» **TASK DETAILS**
Reproduce every line of the records below, multiplying each coordinate listed under "Points:" by 1.25 and rounding to whole numbers, with halves rounded up. Leave the "Sample point:" values and all other lines unchanged.

» **DATASET**

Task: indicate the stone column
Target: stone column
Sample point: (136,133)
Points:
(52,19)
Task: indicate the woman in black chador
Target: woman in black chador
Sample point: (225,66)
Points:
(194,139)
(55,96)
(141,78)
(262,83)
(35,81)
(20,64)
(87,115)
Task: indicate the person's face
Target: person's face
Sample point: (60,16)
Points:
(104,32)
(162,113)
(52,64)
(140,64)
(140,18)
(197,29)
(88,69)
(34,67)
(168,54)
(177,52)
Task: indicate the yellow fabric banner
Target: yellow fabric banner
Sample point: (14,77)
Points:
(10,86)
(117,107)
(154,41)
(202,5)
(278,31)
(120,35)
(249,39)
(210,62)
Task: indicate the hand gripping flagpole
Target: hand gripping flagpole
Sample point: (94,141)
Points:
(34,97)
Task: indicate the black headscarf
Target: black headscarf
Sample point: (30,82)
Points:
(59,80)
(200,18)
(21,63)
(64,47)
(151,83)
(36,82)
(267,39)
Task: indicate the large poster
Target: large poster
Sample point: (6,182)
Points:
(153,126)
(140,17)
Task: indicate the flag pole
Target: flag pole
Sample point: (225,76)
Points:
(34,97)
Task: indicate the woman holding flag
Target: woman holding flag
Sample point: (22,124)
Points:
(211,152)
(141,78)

» **RESULT OF THE EXERCISE**
Task: indicate the stone column
Target: stone column
Sample point: (136,133)
Points:
(65,24)
Task: indicate the woman in black chador
Target: woman in black chador
Sample point: (225,66)
Points:
(243,174)
(69,120)
(176,98)
(328,104)
(44,101)
(25,80)
(109,144)
Task: indicate the person's face
Target: person's face
Sample point: (60,16)
Points:
(130,40)
(203,141)
(65,80)
(175,80)
(175,23)
(246,36)
(110,86)
(43,84)
(210,68)
(221,65)
Task: indicate the yellow fabric banner
Target: yellow fabric banner
Sample point: (14,77)
Points:
(13,108)
(146,134)
(193,51)
(253,6)
(348,39)
(150,44)
(311,49)
(263,78)
Task: indicate the hand gripping flagpole
Target: hand gripping flagpole
Sample point: (94,141)
Points:
(43,121)
Task: indicate the black headscarf
Target: black headscarf
Sample point: (30,82)
Points:
(74,100)
(250,23)
(26,79)
(80,59)
(189,104)
(45,103)
(334,49)
Task: indicate the large poster
Target: large poster
Sample point: (6,182)
Points:
(191,158)
(175,21)
Task: indicate the flag pole
Target: flag pole
Sample point: (225,76)
Points:
(43,121)
Task: indicate the woman holding flag
Target: woman holding flag
Sample point: (22,124)
Points:
(264,190)
(176,98)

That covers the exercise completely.